What is needed.
Write out the entries verbatim and leave the images out of the copy.

Entries taken from a collection.
━━━━━━━━

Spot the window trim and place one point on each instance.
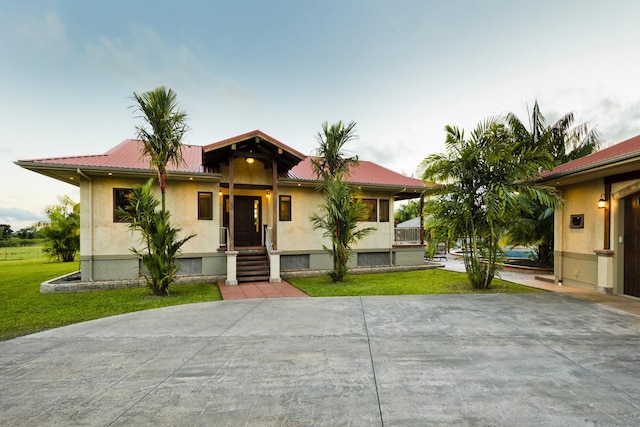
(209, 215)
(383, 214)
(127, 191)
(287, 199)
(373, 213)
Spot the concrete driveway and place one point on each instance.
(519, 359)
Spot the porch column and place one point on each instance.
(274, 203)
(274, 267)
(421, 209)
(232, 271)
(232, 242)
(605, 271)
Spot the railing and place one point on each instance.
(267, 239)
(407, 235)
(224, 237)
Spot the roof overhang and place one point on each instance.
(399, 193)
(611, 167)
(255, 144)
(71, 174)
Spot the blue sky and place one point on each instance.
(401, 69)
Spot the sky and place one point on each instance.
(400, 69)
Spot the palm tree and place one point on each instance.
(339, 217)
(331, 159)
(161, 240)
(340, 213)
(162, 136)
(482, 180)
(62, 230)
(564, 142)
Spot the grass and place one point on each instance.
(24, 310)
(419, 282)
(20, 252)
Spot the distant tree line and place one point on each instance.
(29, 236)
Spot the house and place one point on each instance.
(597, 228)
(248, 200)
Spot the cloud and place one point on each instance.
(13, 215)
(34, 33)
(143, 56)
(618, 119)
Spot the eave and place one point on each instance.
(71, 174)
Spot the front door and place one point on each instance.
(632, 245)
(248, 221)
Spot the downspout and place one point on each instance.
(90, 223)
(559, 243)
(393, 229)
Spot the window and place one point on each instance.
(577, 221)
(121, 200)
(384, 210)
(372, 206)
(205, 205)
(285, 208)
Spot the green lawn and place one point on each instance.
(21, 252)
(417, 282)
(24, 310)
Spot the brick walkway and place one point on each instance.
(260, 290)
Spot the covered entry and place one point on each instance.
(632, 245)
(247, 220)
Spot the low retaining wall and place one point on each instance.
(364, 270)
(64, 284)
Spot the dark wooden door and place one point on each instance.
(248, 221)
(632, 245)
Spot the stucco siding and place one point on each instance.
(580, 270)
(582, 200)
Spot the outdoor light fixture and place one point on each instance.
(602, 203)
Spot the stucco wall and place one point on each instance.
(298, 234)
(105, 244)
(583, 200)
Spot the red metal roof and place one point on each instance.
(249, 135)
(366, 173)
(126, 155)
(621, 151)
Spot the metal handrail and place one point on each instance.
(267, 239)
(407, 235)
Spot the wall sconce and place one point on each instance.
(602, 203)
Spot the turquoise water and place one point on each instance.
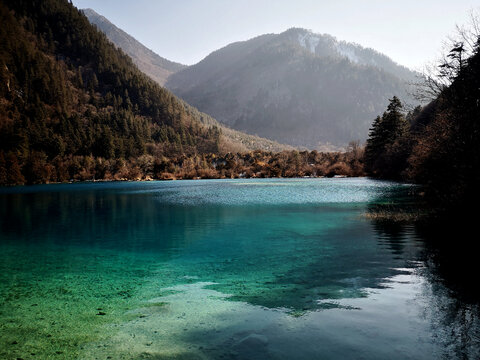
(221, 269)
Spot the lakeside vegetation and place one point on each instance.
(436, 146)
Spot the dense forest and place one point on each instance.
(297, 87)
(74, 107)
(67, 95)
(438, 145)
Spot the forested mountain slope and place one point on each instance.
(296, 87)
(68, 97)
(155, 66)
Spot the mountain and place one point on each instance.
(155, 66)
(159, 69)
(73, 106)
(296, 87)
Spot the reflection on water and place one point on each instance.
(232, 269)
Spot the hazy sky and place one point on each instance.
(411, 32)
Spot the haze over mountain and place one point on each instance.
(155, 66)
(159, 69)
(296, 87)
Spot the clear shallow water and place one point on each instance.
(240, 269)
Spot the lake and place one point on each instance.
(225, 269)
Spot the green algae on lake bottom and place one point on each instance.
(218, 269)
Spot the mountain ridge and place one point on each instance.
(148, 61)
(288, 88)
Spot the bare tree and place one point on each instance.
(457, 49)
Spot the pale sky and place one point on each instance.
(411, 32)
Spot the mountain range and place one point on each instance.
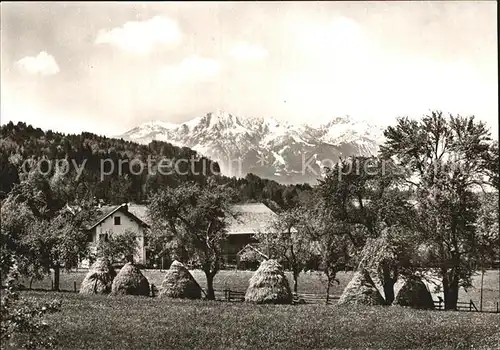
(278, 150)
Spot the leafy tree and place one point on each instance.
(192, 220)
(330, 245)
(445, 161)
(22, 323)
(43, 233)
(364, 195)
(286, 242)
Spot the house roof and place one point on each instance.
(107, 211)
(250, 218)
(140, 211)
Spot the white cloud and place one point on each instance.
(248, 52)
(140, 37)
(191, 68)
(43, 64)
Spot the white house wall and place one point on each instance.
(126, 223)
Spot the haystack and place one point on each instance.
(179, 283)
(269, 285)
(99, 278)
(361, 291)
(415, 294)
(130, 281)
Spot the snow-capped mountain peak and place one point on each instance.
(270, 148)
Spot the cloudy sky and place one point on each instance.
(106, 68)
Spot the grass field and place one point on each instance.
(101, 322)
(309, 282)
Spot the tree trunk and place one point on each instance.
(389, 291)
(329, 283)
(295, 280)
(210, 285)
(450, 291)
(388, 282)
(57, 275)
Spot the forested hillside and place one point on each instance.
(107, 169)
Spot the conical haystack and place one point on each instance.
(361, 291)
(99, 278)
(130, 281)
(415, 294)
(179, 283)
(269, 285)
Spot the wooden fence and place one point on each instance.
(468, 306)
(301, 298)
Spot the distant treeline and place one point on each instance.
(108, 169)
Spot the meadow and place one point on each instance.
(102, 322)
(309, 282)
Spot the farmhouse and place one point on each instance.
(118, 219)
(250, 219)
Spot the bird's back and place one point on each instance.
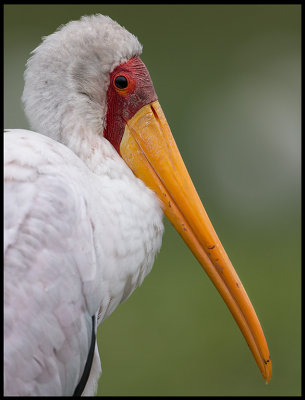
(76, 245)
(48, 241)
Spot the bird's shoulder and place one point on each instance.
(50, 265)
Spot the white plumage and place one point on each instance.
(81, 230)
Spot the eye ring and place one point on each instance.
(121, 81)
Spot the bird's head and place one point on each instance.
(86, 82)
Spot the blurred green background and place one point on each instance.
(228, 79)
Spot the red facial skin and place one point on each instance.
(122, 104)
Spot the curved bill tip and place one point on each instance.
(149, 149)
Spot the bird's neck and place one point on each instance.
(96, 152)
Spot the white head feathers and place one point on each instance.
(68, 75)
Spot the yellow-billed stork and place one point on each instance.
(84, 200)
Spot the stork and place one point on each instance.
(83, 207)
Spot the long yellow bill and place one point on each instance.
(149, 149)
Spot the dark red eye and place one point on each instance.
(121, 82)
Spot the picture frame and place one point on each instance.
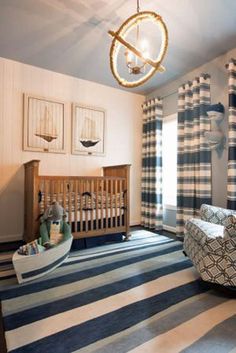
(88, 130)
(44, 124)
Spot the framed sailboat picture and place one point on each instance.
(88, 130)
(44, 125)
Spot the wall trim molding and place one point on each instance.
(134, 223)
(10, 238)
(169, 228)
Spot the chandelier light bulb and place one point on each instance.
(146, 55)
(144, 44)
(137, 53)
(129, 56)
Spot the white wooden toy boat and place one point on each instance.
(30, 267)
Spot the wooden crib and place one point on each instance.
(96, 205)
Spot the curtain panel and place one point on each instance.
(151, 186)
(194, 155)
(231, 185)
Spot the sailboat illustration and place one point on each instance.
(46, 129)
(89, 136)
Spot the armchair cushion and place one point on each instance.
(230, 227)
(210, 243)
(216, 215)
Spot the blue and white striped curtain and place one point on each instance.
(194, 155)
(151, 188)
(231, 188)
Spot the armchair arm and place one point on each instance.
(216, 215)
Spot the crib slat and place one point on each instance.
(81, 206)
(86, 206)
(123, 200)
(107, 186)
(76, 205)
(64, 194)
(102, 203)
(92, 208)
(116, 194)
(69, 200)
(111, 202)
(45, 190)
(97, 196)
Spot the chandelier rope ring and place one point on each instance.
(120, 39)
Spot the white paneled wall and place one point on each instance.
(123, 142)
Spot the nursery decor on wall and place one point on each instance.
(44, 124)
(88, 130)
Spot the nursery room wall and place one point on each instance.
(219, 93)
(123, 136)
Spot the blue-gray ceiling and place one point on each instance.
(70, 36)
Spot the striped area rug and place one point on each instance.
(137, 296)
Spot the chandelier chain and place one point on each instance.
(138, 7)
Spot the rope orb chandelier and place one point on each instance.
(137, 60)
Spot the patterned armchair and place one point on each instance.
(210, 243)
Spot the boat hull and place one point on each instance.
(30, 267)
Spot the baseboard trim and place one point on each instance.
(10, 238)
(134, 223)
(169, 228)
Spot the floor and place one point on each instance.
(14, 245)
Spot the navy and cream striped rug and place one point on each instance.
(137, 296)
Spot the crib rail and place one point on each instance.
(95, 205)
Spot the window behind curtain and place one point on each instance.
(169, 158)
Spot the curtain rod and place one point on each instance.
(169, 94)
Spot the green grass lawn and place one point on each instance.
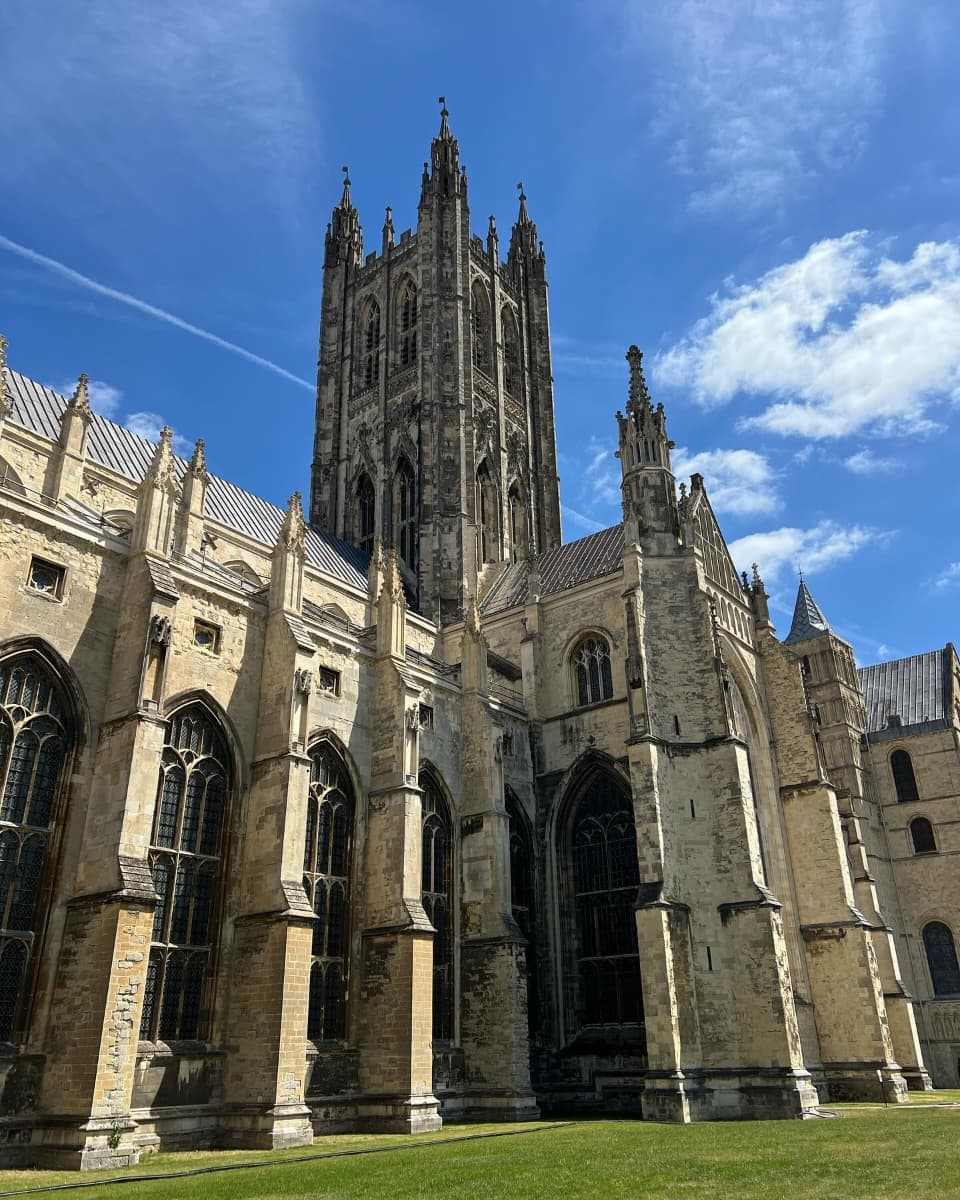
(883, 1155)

━━━━━━━━

Full response.
Spot the window trim and place one point on each instance.
(209, 215)
(383, 214)
(127, 191)
(287, 199)
(373, 213)
Spot the concrete driveway and place one point on each instance.
(519, 359)
Spot the porch column and place one point on each instance.
(274, 203)
(274, 267)
(421, 209)
(232, 271)
(232, 242)
(605, 271)
Spot the railing and place one point on each instance.
(267, 239)
(407, 235)
(224, 237)
Spot the roof overhang and place one point on each instance.
(399, 193)
(611, 167)
(255, 144)
(71, 174)
Spot the blue sky and place one point on each instance.
(401, 69)
Spot the sky and place one point on each instance.
(400, 69)
Spot the palm tree and place one point on each instance.
(339, 217)
(331, 159)
(161, 240)
(340, 213)
(162, 136)
(482, 180)
(62, 230)
(564, 142)
Spot the grass and place one point on each instance.
(24, 310)
(419, 282)
(20, 252)
Spot the distant tree line and place one point on each instance.
(29, 236)
Spot the house and place one point on each instance.
(597, 228)
(248, 200)
Spot the cloud and place one point on each instance.
(13, 215)
(34, 33)
(143, 56)
(618, 119)
Spot the eave and place one point on each instance.
(71, 174)
Spot the front door and place one point on each instance.
(632, 245)
(248, 221)
Spot the downspout and place one point on each instance.
(90, 223)
(559, 243)
(393, 229)
Spot the window and place one point on each instance.
(577, 221)
(121, 200)
(384, 210)
(372, 206)
(205, 205)
(285, 208)
Spot the green lawn and place one point on each instance.
(21, 252)
(417, 282)
(24, 310)
Spot the brick walkway and place one point on each instance.
(260, 290)
Spot the covered entry and place one point on each instance.
(632, 245)
(247, 220)
Spot the low retaining wall and place one point on each instance.
(364, 270)
(64, 284)
Spot the dark wooden door and place one point on each instance.
(248, 221)
(632, 245)
Spot the stucco siding and place one point on each instance.
(580, 270)
(582, 200)
Spot the outdoor light fixture and place one point on each instance.
(602, 203)
Spot the stucco wall and place one point on each instance.
(298, 234)
(105, 244)
(583, 200)
Spot the red metal roof and place one point on each instance.
(249, 135)
(366, 173)
(126, 155)
(621, 151)
Spot the metal handrail and place one point on each instance.
(267, 239)
(407, 235)
Spot the wall sconce and place one point on each instance.
(602, 203)
Spot the turquoise water and place one point on each instance.
(221, 269)
Spot the lakeside vegetation and place one point on each instance.
(436, 146)
Spot the dense forest and place one point on each instance.
(297, 87)
(74, 107)
(67, 95)
(438, 145)
Spot the forested mountain slope and place one point on each instance.
(296, 87)
(68, 97)
(155, 66)
Spot the mountain and place one point on each instance.
(155, 66)
(159, 69)
(73, 106)
(296, 87)
Spot the reflection on water and place one point on each instance.
(232, 269)
Spot the hazy sky and place one point on each instance.
(411, 32)
Spot the haze over mountain and place one point on each instance.
(155, 66)
(159, 69)
(296, 87)
Spot the clear shallow water and place one point on each instance.
(240, 269)
Spot the lake and place one point on each instance.
(225, 269)
Spot the green algae on lake bottom and place one point on each instance.
(218, 269)
Spot the mountain ridge and place one point on each instance.
(148, 61)
(288, 88)
Spot the bare tree and place one point on each instance.
(457, 49)
Spot the pale sky and place one point on each instance.
(411, 32)
Spot the mountain range and place one point on each instance.
(278, 150)
Spot the leafy tree and place one point on each instance.
(192, 220)
(330, 245)
(445, 161)
(22, 323)
(43, 233)
(364, 195)
(286, 242)
Spot the house roof and place one point on each instance.
(107, 211)
(250, 218)
(140, 211)
Spot the white cloud and place one point on each instance.
(248, 52)
(140, 37)
(191, 68)
(43, 64)
Spot the white house wall and place one point on each instance.
(126, 223)
Spot the haystack and place one point on each instance.
(179, 283)
(269, 285)
(99, 278)
(361, 291)
(415, 294)
(130, 281)
Spot the snow-capped mountain peak and place one point on each instance.
(270, 148)
Spot the cloudy sky and place one point on each instance.
(106, 68)
Spot the grass field and place one point on each instance.
(101, 322)
(309, 282)
Spot the tree trunk and place one point on each instance.
(389, 291)
(329, 283)
(295, 280)
(210, 285)
(450, 291)
(388, 282)
(57, 275)
Spot the forested hillside and place one point on each instance.
(107, 169)
Spot the conical haystack and place one point on each instance.
(361, 291)
(99, 278)
(130, 281)
(415, 294)
(179, 283)
(269, 285)
Spot the wooden fence and place one point on each instance.
(468, 306)
(301, 298)
Spot the distant treeline and place one point on each instance.
(108, 169)
Spot the meadow and place one point on each instance.
(102, 322)
(309, 282)
Spot the farmhouse and place one point on each instance.
(118, 219)
(250, 219)
Spot the bird's back and place one point on each instance.
(76, 245)
(48, 241)
Spot the bird's shoulder and place one point on each instance.
(50, 265)
Spot the white plumage and place one point on each instance.
(81, 230)
Spot the eye ring and place one point on each instance.
(121, 81)
Spot the bird's head and place one point on each instance.
(86, 82)
Spot the blurred green background and place one point on each instance.
(228, 79)
Spot the red facial skin and place one point on each instance.
(122, 104)
Spot the curved bill tip and place one point on each instance.
(149, 149)
Spot the bird's neck and place one point on each instance.
(96, 152)
Spot the white head feathers and place one point on each instance.
(68, 75)
Spot the yellow-billed stork and place one point on each instance.
(84, 200)
Spot the stork and place one point on each instance.
(83, 207)
Spot the long yellow bill and place one point on each instance.
(149, 149)
Spot the dark red eye and place one point on each instance.
(121, 82)
Spot the picture frame and place one point on each instance.
(88, 130)
(44, 124)
Spot the framed sailboat picture and place one point on each instance.
(88, 130)
(44, 125)
Spot the wall trim molding and place one point on each instance.
(134, 223)
(10, 238)
(169, 228)
Spot the chandelier light bulb and place one point on each instance.
(146, 55)
(144, 44)
(137, 53)
(129, 56)
Spot the white wooden toy boat and place one point on each instance.
(30, 267)
Spot the wooden crib and place one point on each instance.
(96, 205)
Spot the curtain panel and place one point on each instance.
(151, 186)
(194, 155)
(231, 185)
Spot the sailboat illustration and place one point on each instance.
(46, 129)
(89, 136)
Spot the armchair cushion and place one point on each instance.
(230, 227)
(210, 243)
(216, 215)
Spot the blue and white striped curtain and place one point on each instance.
(194, 155)
(151, 188)
(231, 188)
Spot the armchair arm and place one point on each instance.
(216, 215)
Spot the crib slat and place one point on each instance.
(81, 206)
(86, 206)
(123, 200)
(107, 186)
(76, 205)
(64, 194)
(102, 203)
(92, 208)
(116, 194)
(69, 200)
(111, 202)
(45, 190)
(97, 196)
Spot the chandelier rope ring and place one point on each instance.
(120, 39)
Spot the white paneled wall and place one point on each instance.
(123, 142)
Spot the nursery decor on wall and place one point on each instance.
(44, 124)
(88, 130)
Spot the nursery room wall and place one point on each instance.
(219, 93)
(123, 136)
Spot the blue-gray ceiling and place one point on each instance.
(70, 36)
Spot the striped area rug and place one point on each instance.
(137, 296)
Spot the chandelier chain and place one point on each instance.
(138, 7)
Spot the rope orb chandelier and place one point on each instance.
(137, 60)
Spot the patterned armchair and place one point on each instance.
(210, 243)
Spot the boat hull and place one point on each instance.
(30, 267)
Spot the baseboard trim and place one point on each instance.
(10, 238)
(134, 223)
(169, 228)
Spot the floor and place one point on each instance.
(14, 245)
Spot the navy and cream striped rug and place one point on each instance.
(137, 296)
Spot the crib rail and place one point on each instance.
(95, 205)
Spot the window behind curtain and place one point on each instance.
(169, 158)
Spot the curtain rod and place one point on each instance.
(169, 94)
Spot the green grass lawn and place one point on each instance.
(883, 1155)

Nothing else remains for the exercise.